Passage to read section start

French politician (born 1958)

Yannick Favennec Becot (born 12 August 1958) is a French politician of the Horizons party, within the Ensemble Citoyens coalition supporting incumbent President Emmanuel Macron, who has been serving as a member of the National Assembly since the 2002 elections, representing the Mayenne department.

==Political career==
In parliament, Maine-et-Loire, Favennec Becot served on the Committee on Economic Affairs (2002–2012) and the Committee on Sustainable Development and Regional Planning (2012–2017) before moving to the Defence Committee in 2017. From 2017 to 2022, he was also a quaestor and therefore part of the Assembly's Bureau in the 15th legislature of the French Fifth Republic, under the leadership of president Richard Ferrand. In addition to his committee assignments, Favennec Becot is part of the French Parliamentary Friendship Group with the United Arab Emirates.

Ahed of the 2022 French legislative election, Favennec Becot joined Horizons, a centre-right party within Emmanuel Macron's centrist Ensemble Citoyens coalition. He was elected in the first round.

==Political positions==
Ahead of the Republicans' 2016 primaries, Favennec Becot publicly endorsed Alain Juppé as the centre-right parties' candidate for the 2017 French presidential election.

In July 2019, Favennec Becot voted against the French ratification of the European Union's Comprehensive Economic and Trade Agreement (CETA) with Canada.

Passage to read section end

◆ Work instruction
Copy out the entire text about Yannick Favennec Becot word for word, keeping every line and heading. You won't need the items that come after this text.

Information provided section start

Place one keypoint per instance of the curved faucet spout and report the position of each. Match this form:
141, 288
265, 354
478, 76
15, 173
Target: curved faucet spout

Information provided section end

◆ Solution to this task
French politician (born 1958)

Yannick Favennec Becot (born 12 August 1958) is a French politician of the Horizons party, within the Ensemble Citoyens coalition supporting incumbent President Emmanuel Macron, who has been serving as a member of the National Assembly since the 2002 elections, representing the Mayenne department.

==Political career==
In parliament, Maine-et-Loire, Favennec Becot served on the Committee on Economic Affairs (2002–2012) and the Committee on Sustainable Development and Regional Planning (2012–2017) before moving to the Defence Committee in 2017. From 2017 to 2022, he was also a quaestor and therefore part of the Assembly's Bureau in the 15th legislature of the French Fifth Republic, under the leadership of president Richard Ferrand. In addition to his committee assignments, Favennec Becot is part of the French Parliamentary Friendship Group with the United Arab Emirates.

Ahed of the 2022 French legislative election, Favennec Becot joined Horizons, a centre-right party within Emmanuel Macron's centrist Ensemble Citoyens coalition. He was elected in the first round.

==Political positions==
Ahead of the Republicans' 2016 primaries, Favennec Becot publicly endorsed Alain Juppé as the centre-right parties' candidate for the 2017 French presidential election.

In July 2019, Favennec Becot voted against the French ratification of the European Union's Comprehensive Economic and Trade Agreement (CETA) with Canada.